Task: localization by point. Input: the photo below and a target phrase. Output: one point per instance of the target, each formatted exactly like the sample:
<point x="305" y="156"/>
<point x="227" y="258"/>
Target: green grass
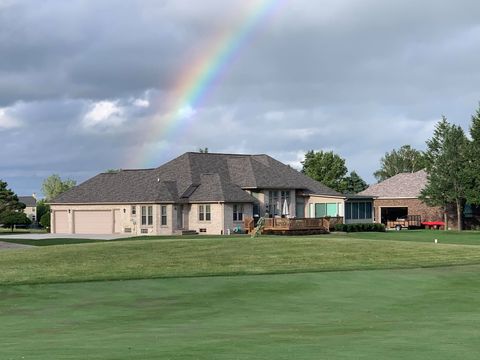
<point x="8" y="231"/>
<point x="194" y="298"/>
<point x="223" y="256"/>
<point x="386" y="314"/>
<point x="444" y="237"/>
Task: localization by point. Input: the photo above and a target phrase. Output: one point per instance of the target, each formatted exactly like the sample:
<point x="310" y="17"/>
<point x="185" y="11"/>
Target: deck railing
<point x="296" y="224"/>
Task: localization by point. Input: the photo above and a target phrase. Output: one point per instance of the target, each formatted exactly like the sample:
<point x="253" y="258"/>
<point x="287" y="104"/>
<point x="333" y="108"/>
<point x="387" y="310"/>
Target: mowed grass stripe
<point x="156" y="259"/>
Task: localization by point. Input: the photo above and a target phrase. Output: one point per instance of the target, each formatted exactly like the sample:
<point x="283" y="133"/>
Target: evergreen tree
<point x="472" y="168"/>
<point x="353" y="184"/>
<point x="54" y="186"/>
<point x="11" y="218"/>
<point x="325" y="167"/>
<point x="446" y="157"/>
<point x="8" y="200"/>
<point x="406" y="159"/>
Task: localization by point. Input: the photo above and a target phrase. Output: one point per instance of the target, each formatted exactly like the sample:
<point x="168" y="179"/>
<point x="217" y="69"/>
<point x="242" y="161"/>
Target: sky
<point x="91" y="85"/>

• • • • •

• [What you should do]:
Only an exact copy of the entries, with no pictures, is expected as the answer.

• [Reply]:
Task: localization by point. Input: the photo below and a target phrase. Output: one point per instance of the target, each formatted exactly like the sample:
<point x="305" y="156"/>
<point x="227" y="258"/>
Target: green grass
<point x="8" y="231"/>
<point x="194" y="298"/>
<point x="223" y="256"/>
<point x="386" y="314"/>
<point x="444" y="237"/>
Task: localization by point. Input: the photo above and a target phrase. Output: one point per instance of the target, each formatted exactly like the sample:
<point x="310" y="17"/>
<point x="185" y="11"/>
Target: deck railing
<point x="296" y="224"/>
Task: localization by point. Input: the photo above and a target phrase. Output: one point per instance of the target, each formatted exactly like the sample:
<point x="253" y="258"/>
<point x="287" y="104"/>
<point x="333" y="108"/>
<point x="387" y="310"/>
Target: mowed grass stripe
<point x="156" y="259"/>
Task: localization by point. Input: the photo above and a target phrase. Output: one point per instance of the target, each formatted exactly like the sample:
<point x="283" y="133"/>
Target: evergreen tree
<point x="472" y="168"/>
<point x="353" y="184"/>
<point x="54" y="186"/>
<point x="11" y="218"/>
<point x="325" y="167"/>
<point x="446" y="157"/>
<point x="8" y="200"/>
<point x="406" y="159"/>
Task: localization by point. Input: the photo above and a target phrase. Output: one point per instance of the target, each formatted exactly like the sample:
<point x="168" y="179"/>
<point x="217" y="69"/>
<point x="242" y="161"/>
Target: sky
<point x="91" y="85"/>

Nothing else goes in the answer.